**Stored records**
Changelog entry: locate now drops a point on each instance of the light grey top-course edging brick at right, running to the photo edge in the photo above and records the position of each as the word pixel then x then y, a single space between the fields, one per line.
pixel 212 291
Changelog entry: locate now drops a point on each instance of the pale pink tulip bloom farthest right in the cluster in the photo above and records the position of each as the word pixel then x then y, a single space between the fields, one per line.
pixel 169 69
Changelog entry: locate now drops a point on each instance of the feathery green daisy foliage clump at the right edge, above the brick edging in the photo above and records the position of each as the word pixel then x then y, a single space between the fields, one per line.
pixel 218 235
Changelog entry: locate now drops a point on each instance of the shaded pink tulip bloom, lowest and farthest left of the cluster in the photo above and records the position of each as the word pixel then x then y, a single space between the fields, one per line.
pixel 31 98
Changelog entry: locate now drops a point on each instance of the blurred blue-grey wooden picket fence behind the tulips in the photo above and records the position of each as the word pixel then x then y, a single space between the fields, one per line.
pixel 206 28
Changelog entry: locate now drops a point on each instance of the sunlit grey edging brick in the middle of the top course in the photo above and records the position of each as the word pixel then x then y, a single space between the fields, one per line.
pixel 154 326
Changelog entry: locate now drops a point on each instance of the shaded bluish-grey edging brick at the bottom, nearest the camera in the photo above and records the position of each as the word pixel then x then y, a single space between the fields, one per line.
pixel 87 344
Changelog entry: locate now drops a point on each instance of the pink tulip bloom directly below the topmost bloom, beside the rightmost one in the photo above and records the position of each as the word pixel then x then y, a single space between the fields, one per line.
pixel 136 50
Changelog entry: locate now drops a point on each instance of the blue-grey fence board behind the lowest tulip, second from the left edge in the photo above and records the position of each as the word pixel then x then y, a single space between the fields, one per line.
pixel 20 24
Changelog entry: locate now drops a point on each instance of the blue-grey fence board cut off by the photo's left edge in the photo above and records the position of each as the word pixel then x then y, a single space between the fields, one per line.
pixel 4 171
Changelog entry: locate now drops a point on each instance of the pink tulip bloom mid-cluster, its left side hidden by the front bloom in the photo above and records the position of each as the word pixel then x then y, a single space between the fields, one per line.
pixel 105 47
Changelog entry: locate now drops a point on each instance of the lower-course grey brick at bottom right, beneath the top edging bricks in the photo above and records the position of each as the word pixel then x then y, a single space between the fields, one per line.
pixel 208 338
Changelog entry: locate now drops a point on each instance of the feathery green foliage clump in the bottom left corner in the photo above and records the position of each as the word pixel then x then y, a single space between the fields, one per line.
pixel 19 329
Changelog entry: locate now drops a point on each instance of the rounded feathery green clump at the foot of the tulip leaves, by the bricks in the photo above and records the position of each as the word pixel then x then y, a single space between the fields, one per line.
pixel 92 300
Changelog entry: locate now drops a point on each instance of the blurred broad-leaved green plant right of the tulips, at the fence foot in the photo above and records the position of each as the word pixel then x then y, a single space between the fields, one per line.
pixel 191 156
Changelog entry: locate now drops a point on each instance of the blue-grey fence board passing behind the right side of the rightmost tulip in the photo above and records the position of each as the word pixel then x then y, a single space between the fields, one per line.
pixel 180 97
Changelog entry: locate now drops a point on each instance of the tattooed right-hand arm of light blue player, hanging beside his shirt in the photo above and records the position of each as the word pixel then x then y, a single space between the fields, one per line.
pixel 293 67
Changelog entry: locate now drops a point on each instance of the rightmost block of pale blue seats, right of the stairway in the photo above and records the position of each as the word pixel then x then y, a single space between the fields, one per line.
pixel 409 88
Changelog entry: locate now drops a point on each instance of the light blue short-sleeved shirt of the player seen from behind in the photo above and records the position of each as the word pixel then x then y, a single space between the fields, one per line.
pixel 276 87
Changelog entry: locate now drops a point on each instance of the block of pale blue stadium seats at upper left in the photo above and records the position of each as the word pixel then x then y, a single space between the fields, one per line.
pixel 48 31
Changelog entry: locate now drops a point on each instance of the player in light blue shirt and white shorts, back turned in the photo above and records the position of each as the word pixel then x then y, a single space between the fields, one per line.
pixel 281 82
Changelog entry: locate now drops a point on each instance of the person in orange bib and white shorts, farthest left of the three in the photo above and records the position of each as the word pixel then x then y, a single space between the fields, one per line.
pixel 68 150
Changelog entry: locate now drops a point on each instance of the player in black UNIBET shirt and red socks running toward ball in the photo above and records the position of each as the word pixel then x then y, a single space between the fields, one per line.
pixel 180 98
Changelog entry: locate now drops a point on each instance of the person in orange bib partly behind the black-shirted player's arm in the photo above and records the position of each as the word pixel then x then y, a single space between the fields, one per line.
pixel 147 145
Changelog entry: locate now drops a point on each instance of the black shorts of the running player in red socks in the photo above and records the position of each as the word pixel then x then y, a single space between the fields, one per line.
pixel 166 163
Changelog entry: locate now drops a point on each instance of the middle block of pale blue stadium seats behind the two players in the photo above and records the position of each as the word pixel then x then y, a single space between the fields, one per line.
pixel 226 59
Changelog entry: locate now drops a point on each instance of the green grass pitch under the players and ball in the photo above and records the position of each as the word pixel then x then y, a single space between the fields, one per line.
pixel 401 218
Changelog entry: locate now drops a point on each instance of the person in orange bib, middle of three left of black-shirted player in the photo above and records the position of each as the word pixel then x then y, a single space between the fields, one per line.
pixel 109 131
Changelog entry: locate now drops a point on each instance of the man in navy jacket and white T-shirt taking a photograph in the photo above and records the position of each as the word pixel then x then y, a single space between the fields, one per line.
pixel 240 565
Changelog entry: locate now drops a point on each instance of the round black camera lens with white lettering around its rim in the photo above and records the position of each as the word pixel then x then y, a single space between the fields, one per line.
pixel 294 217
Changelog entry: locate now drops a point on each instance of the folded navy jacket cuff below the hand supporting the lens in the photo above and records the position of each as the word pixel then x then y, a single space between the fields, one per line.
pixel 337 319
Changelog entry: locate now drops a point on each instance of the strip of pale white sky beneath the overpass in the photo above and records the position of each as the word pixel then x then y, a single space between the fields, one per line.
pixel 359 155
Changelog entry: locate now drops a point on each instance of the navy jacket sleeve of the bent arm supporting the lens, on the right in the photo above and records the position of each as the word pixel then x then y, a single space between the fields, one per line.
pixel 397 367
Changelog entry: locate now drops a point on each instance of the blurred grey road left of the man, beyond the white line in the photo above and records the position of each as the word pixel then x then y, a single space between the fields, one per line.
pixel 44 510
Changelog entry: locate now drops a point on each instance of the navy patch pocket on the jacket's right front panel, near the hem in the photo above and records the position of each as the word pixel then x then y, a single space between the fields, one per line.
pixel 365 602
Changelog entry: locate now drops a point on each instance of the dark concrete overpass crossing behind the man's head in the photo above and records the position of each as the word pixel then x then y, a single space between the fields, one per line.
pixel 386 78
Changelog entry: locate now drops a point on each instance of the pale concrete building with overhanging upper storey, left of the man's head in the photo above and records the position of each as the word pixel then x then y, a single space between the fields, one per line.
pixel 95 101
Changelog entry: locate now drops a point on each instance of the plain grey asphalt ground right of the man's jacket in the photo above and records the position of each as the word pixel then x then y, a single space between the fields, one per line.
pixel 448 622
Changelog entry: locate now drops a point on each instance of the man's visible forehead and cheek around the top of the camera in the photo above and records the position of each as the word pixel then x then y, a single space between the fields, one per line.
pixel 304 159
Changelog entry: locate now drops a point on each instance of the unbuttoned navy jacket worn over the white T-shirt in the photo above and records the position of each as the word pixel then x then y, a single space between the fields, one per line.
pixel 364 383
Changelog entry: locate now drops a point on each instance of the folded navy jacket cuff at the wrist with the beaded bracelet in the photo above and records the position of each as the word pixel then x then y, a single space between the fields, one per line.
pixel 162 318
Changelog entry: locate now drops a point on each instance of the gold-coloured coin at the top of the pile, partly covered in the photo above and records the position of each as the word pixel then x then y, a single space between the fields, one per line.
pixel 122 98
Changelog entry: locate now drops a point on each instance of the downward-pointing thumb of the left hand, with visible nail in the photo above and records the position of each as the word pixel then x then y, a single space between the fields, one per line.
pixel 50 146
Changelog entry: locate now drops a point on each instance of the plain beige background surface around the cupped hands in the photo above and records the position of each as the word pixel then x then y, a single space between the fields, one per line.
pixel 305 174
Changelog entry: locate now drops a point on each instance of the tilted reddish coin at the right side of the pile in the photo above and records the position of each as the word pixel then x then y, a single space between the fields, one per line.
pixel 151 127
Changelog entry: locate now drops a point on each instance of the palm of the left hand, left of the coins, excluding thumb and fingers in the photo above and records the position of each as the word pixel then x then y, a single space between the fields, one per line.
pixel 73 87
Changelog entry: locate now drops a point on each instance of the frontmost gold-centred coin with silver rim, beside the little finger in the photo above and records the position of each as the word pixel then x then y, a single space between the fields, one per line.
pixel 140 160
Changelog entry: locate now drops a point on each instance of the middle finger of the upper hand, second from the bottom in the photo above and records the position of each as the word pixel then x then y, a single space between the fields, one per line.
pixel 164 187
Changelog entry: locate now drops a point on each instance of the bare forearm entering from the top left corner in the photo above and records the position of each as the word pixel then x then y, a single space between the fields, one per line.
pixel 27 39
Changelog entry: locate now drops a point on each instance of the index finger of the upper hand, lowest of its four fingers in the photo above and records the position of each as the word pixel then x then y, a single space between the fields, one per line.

**Directions for this task**
Exact copies of the line containing "of the frontmost" and of every line after it through the end of the entries are all that should be output.

**Task solution**
Changelog entry: locate now drops a point on each instance of the frontmost gold-centred coin with silver rim, beside the little finger in the photo above and records the position of each as the word pixel then x then y, a single space between the fields, one per line.
pixel 140 160
Changelog entry: locate now drops a point on each instance of the middle finger of the upper hand, second from the bottom in the photo above and records the position of each as the word pixel then x then y, a single space between the fields, one per line.
pixel 164 187
Changelog entry: locate now drops a point on each instance of the bare forearm entering from the top left corner in the photo above and records the position of each as the word pixel then x then y, a single space between the fields, one per line.
pixel 27 39
Changelog entry: locate now drops a point on each instance of the index finger of the upper hand, lowest of its four fingers in the photo above and records the position of each as the word pixel then x then y, a single space between the fields, one per line.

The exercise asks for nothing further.